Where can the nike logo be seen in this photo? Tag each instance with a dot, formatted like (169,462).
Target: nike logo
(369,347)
==
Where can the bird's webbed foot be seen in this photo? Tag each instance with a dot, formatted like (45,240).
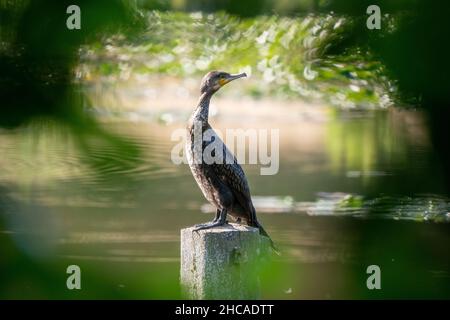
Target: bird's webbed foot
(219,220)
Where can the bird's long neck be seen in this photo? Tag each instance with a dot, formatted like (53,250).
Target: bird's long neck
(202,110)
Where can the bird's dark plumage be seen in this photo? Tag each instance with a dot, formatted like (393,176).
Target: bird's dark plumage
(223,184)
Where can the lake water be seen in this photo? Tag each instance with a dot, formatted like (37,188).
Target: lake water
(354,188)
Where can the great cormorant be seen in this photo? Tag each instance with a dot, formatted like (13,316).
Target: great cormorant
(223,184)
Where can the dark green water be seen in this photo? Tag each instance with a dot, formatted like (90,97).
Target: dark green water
---
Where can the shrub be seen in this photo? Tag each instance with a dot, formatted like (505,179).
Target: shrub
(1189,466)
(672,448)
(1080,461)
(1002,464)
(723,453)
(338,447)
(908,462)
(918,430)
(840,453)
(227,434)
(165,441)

> [Stated exercise]
Please rewrite the stretch from the line that contains "Where can the bird's dark" through the line that contains "Target: dark green water", with "Tag" replaced by "Mark" and nothing else changed. Give back only those lines.

> [Solved exercise]
Where can the bird's dark plumage be seen in this photo? Mark each instance with a dot, formatted like (393,176).
Target: bird's dark plumage
(223,184)
Where can the lake water be seen in this photo? Mark each instance with a dot, formatted like (37,188).
Target: lake water
(354,188)
Where can the great cormorant be seen in this photo? Mark each instance with a dot, formatted like (13,316).
Target: great cormorant
(223,184)
Where can the dark green water be seen in this photo? Mark each instance with a dot, formatted like (90,97).
Target: dark green water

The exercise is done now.